*What is expected*:
Output every line of the items below as a numbered list, leaving out any blank lines.

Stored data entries
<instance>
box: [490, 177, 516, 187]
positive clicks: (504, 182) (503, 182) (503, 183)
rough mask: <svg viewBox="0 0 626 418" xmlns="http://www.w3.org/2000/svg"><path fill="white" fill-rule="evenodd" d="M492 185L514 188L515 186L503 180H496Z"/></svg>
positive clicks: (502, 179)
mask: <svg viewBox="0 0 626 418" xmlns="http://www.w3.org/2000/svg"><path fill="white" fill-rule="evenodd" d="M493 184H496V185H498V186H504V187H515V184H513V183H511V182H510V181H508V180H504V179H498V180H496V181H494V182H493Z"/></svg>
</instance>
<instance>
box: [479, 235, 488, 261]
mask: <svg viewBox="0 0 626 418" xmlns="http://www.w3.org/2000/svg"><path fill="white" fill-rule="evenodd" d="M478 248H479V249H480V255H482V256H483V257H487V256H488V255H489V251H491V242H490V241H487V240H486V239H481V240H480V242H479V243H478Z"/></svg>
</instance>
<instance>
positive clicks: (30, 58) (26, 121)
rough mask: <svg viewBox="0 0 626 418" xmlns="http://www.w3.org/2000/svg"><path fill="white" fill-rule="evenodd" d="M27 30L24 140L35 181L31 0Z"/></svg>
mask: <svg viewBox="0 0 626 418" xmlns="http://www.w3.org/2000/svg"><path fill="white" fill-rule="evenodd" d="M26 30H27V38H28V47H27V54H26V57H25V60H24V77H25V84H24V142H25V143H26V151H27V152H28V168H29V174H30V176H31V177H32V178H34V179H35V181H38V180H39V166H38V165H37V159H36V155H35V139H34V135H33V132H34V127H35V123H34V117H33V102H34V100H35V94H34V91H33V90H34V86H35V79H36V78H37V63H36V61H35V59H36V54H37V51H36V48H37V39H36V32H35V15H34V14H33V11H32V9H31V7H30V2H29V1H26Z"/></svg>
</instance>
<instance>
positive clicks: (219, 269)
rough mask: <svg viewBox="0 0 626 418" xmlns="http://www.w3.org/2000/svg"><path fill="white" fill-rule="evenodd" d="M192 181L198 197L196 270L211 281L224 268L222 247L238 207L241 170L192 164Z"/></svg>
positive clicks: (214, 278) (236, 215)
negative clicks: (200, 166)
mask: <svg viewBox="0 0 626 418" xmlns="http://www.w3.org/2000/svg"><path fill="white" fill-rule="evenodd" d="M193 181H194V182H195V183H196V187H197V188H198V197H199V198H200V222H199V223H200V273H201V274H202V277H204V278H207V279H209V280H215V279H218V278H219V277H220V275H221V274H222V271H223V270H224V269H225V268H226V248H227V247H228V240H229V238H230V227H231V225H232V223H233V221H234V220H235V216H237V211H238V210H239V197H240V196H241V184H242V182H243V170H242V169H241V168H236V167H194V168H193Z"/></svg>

*Result*:
1. <instance>
2. box: [490, 177, 516, 187]
3. positive clicks: (504, 182) (503, 182) (503, 183)
4. rough mask: <svg viewBox="0 0 626 418" xmlns="http://www.w3.org/2000/svg"><path fill="white" fill-rule="evenodd" d="M492 185L514 188L515 186L503 180H496Z"/></svg>
5. positive clicks: (502, 179)
6. mask: <svg viewBox="0 0 626 418" xmlns="http://www.w3.org/2000/svg"><path fill="white" fill-rule="evenodd" d="M493 184H496V185H498V186H504V187H515V184H513V183H511V182H510V181H508V180H504V179H498V180H496V181H494V182H493Z"/></svg>
7. </instance>
8. <instance>
9. box: [479, 235, 488, 261]
10. mask: <svg viewBox="0 0 626 418" xmlns="http://www.w3.org/2000/svg"><path fill="white" fill-rule="evenodd" d="M478 248H479V249H480V255H482V256H483V257H487V256H488V255H489V251H491V242H490V241H487V240H486V239H481V240H480V242H479V243H478Z"/></svg>
11. </instance>
12. <instance>
13. positive clicks: (30, 58) (26, 121)
14. rough mask: <svg viewBox="0 0 626 418" xmlns="http://www.w3.org/2000/svg"><path fill="white" fill-rule="evenodd" d="M27 30L24 140L35 181L31 0Z"/></svg>
15. mask: <svg viewBox="0 0 626 418" xmlns="http://www.w3.org/2000/svg"><path fill="white" fill-rule="evenodd" d="M26 30H27V38H28V47H27V54H26V57H25V60H24V77H25V84H24V142H25V143H26V151H27V152H28V168H29V174H30V176H31V177H32V178H34V179H35V181H38V180H39V166H38V165H37V159H36V155H35V139H34V135H33V132H34V127H35V123H34V117H33V102H34V100H35V94H34V91H33V90H34V86H35V79H36V78H37V63H36V61H35V59H36V54H37V51H36V48H37V39H36V32H35V15H34V14H33V11H32V9H31V7H30V2H29V1H26Z"/></svg>
16. </instance>
17. <instance>
18. positive clicks: (219, 269)
19. rough mask: <svg viewBox="0 0 626 418" xmlns="http://www.w3.org/2000/svg"><path fill="white" fill-rule="evenodd" d="M192 181L198 197L196 270L211 281L224 268L222 247L238 207L241 170L192 164Z"/></svg>
20. positive clicks: (214, 278) (236, 215)
21. negative clicks: (200, 166)
22. mask: <svg viewBox="0 0 626 418" xmlns="http://www.w3.org/2000/svg"><path fill="white" fill-rule="evenodd" d="M193 181H194V182H195V183H196V187H197V188H198V197H199V198H200V222H199V223H200V273H201V274H202V277H204V278H207V279H209V280H215V279H218V278H219V277H220V275H221V274H222V271H223V270H224V269H225V268H226V248H227V247H228V240H229V238H230V227H231V225H232V223H233V221H234V220H235V216H237V211H238V210H239V197H240V196H241V184H242V182H243V170H242V169H241V168H236V167H194V168H193Z"/></svg>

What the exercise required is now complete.